DATA UNDER STUDY ->
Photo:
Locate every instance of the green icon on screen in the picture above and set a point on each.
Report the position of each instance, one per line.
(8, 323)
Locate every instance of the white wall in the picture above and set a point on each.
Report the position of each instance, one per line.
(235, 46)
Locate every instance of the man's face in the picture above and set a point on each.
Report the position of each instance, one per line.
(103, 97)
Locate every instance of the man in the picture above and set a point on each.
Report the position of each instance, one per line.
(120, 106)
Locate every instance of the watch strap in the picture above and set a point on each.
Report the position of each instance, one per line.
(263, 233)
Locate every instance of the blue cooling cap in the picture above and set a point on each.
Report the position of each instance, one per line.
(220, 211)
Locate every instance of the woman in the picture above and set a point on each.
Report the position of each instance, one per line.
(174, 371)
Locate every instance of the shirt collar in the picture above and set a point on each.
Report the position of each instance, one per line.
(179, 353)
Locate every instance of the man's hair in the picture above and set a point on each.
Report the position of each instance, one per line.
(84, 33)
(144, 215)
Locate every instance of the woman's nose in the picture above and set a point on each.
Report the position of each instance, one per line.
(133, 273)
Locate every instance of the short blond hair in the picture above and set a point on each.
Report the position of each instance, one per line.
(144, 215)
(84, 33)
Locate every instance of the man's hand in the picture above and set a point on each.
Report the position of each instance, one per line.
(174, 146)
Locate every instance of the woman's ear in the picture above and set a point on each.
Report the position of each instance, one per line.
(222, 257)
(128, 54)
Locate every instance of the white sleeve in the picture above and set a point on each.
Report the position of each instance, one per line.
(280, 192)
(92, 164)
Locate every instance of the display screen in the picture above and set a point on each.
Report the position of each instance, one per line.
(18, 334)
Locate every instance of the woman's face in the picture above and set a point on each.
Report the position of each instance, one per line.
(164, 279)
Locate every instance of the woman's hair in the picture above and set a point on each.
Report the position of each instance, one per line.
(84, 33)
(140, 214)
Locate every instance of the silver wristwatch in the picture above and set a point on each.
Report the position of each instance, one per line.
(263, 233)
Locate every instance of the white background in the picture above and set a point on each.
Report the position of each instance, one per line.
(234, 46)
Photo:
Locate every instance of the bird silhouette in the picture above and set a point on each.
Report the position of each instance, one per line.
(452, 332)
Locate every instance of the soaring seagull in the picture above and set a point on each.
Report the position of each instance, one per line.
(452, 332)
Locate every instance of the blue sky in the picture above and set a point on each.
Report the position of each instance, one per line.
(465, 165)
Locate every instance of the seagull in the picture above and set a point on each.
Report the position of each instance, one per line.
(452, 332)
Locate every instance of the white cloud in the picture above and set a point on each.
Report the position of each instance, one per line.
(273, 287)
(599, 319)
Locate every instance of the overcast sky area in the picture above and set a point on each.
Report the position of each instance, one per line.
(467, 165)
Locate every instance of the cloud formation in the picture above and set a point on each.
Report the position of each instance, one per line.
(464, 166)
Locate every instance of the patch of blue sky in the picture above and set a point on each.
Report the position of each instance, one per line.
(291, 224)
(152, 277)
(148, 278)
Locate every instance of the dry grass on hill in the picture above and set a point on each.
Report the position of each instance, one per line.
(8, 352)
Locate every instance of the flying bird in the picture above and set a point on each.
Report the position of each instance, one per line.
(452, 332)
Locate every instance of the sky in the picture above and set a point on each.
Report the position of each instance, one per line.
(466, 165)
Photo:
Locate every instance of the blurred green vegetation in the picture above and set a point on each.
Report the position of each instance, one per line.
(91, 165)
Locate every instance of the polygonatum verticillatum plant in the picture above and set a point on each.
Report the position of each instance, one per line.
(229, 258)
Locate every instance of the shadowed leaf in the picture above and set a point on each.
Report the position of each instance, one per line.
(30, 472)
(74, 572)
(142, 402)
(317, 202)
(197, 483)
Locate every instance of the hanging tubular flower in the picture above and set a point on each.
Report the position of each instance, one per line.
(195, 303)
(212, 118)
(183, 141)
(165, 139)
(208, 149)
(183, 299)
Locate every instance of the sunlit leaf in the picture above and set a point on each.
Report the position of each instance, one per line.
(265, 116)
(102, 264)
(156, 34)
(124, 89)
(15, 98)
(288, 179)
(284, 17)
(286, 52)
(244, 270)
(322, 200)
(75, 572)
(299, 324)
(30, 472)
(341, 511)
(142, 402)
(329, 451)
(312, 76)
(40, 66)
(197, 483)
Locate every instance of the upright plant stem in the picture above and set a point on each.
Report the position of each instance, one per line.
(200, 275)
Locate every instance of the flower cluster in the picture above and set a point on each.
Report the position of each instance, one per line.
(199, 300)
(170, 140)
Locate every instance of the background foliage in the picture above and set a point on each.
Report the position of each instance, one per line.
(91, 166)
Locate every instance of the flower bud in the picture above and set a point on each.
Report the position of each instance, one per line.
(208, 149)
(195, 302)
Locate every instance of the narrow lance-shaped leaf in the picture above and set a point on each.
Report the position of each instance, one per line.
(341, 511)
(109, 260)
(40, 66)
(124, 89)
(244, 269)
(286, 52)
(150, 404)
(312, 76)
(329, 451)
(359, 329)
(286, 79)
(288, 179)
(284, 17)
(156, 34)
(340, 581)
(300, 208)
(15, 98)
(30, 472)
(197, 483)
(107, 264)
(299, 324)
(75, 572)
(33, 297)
---
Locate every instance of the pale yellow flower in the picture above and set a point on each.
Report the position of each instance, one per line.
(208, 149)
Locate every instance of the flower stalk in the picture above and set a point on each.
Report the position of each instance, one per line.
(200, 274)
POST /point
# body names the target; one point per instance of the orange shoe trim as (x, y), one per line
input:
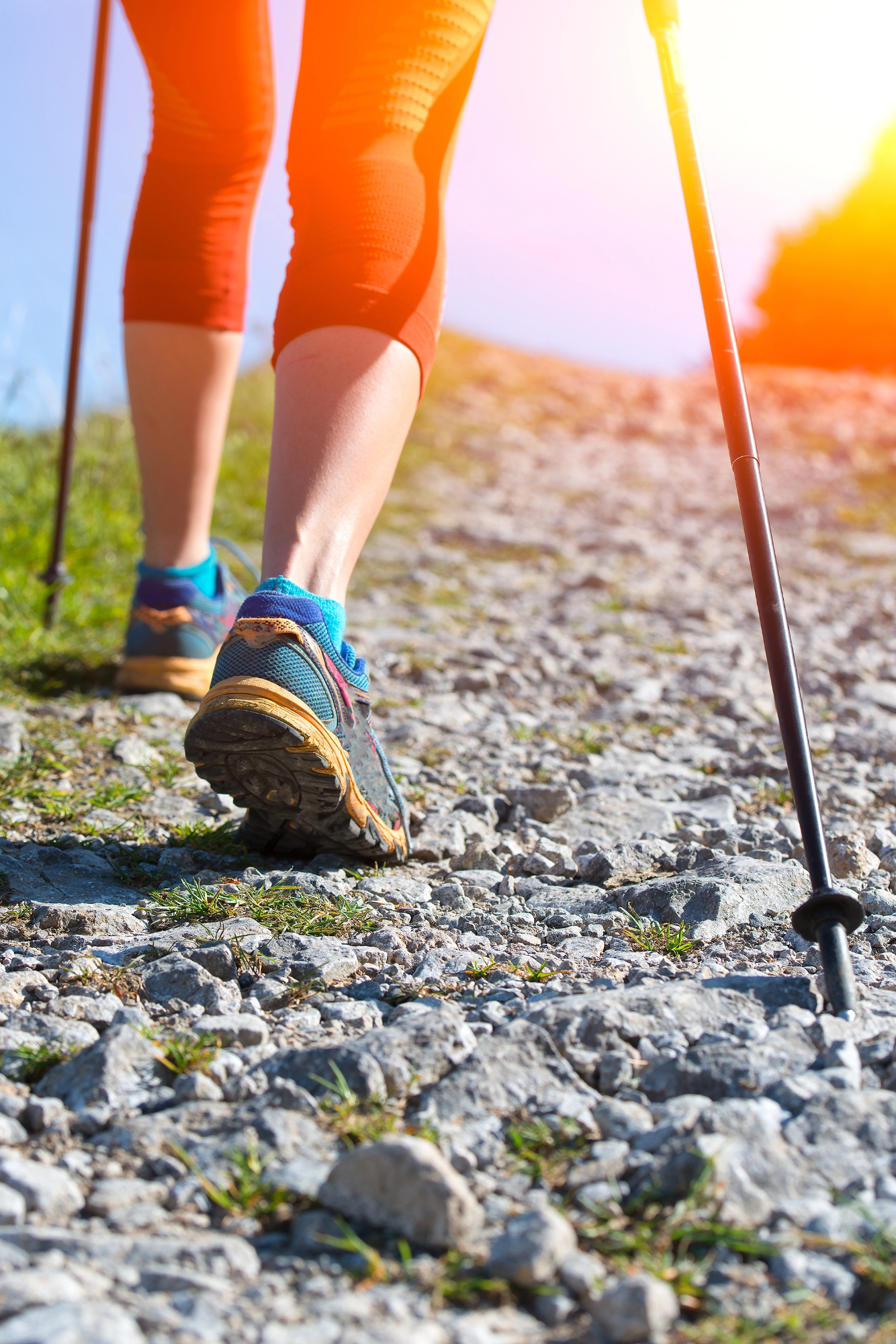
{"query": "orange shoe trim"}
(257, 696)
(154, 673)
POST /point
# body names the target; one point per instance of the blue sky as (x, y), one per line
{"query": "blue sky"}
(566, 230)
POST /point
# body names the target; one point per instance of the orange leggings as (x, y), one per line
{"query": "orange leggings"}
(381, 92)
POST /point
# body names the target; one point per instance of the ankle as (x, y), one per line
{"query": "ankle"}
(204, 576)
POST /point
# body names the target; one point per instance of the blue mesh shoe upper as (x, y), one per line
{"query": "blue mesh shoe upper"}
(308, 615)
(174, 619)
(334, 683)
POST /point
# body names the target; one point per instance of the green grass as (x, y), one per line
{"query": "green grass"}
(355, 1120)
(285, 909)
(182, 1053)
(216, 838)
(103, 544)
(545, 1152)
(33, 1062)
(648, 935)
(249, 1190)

WHAT YOU HAVE TO DO ->
From the listing above, report the number of lines containing the string "names", without any accompanying remarks.

RESPONSE TO THIS EXERCISE ->
6